■ SOURCE DOCUMENT ■
___

Supreme Court Confirms Five-Year Statute of Limitations for SEC Penalties

“… the only federal crimes that have no statute of limitations are capital offenses that warrant the death penalty and certain terrorism, child abduction, and sex offenses. If the SEC were allowed an indefinite period of time in which to bring enforcement actions, the fraud alleged in those cases would be on par with the most serious of federal crimes. Today’s decision by the Supreme Court in Gabelli v. SEC rejects such an absurd result.” (Morvillo Abramowitz)

The Supreme Court gave the Securities and Exchange Commission a valuable lesson in watching the clock last week.

Federal law gives the SEC five years to seek civil penalties against individuals accused of committing securities fraud. But the agency often files charges more than five years after alleged violations have occurred, arguing that the clock should start when investigators discover the wrongdoing.

That’s not how the law works, ruled the high court in Gabelli v. SEC. For your reference, here’s a roundup of commentary and analysis regarding the Supreme Court decision:

U.S. Supreme Court Rules That the Government Does Not Have an Unlimited Amount of Time in Which to Bring Civil Penalty Actions (Dechert LLP)

___

■ PROVIDED MATERIAL ■
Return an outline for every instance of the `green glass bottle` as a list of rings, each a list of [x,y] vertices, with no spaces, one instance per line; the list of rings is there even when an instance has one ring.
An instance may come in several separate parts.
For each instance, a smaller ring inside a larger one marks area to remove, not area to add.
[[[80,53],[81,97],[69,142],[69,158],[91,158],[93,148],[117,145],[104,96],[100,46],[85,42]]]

___

■ INSTRUCTIONS TO FOLLOW ■
How would you put this sentence from the article on SEC penalties into Spanish: "The Supreme Court gave the Securities and Exchange Commission a valuable lesson in watching the clock last week."? The data come from a separate source, not from the article on SEC penalties.

■ SOLUTION TO THIS EXERCISE ■
La semana pasada, la Corte Suprema le dio a la Comisión de Bolsa y Valores una valiosa lección sobre cómo estar pendiente del reloj.